*Source data*.
** BEGIN **

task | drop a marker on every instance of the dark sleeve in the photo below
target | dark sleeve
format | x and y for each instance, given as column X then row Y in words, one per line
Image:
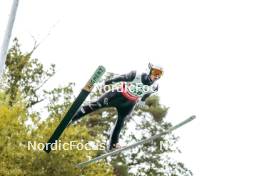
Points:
column 125, row 77
column 148, row 94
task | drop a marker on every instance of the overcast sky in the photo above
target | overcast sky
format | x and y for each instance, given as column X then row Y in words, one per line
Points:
column 212, row 53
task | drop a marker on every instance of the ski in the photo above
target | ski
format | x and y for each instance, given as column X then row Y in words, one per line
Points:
column 83, row 164
column 74, row 107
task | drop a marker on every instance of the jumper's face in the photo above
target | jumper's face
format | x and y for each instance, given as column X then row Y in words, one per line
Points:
column 154, row 77
column 155, row 74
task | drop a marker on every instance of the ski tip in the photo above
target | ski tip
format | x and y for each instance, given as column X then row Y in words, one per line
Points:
column 193, row 117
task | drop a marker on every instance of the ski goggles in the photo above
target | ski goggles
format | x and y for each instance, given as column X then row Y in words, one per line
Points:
column 156, row 72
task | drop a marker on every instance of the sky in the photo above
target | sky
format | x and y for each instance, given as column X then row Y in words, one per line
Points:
column 211, row 51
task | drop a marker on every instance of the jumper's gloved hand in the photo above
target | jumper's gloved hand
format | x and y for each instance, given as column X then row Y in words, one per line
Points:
column 101, row 86
column 141, row 104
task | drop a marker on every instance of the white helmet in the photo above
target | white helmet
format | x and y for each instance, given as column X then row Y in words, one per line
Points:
column 155, row 70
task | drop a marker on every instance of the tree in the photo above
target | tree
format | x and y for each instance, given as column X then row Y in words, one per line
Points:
column 21, row 88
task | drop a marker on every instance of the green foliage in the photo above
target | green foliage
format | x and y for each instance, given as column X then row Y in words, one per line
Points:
column 20, row 124
column 23, row 87
column 25, row 75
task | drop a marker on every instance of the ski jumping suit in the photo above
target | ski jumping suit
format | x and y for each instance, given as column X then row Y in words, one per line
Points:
column 124, row 101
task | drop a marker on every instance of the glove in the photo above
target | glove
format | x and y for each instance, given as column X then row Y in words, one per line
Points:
column 141, row 104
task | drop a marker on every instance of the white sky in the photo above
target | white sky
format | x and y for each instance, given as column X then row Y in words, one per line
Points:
column 212, row 53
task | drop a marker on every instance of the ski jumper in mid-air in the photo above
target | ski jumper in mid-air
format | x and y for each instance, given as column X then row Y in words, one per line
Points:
column 135, row 89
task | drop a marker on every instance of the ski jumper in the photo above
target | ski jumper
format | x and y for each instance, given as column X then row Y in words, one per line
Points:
column 134, row 86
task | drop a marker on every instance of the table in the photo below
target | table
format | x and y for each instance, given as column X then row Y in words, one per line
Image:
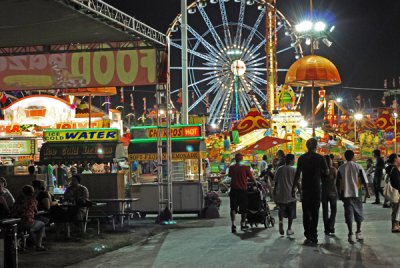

** END **

*Required task*. Could you give the entries as a two-column CSV with the headers entry and answer, starting at the line that has "task | drop a marker on every instance of the overcast" and stopping after the line that has "column 156, row 72"? Use one row per entry, with its text and its answer each in a single quoted field and all line breaks turned into spaces.

*Task result*.
entry,answer
"task | drop a marker on every instance of the overcast sky in the photo above target | overcast sky format | x and y for each instance, given as column X then row Y in words, one per line Points:","column 212, row 53"
"task | drop a marker on every instance of the ski in the photo above target | ski format | x and y for each instance, given as column X then row Y in words, one per line Points:","column 83, row 164 column 74, row 107"
"task | drop a marker on every instance of the jumper's face in the photo above target | jumper's face format | x and y for each instance, given as column X then row Y in words, one per line Points:","column 154, row 77 column 155, row 74"
"task | drop a marker on every instance of the ski tip in the photo above target | ski tip format | x and y for each instance, given as column X then row Y in words, one per line Points:","column 193, row 117"
"task | drop a marker on every instance of the ski goggles in the photo above target | ski goggles format | x and y for each instance, given as column X then row Y in words, one per line Points:","column 156, row 72"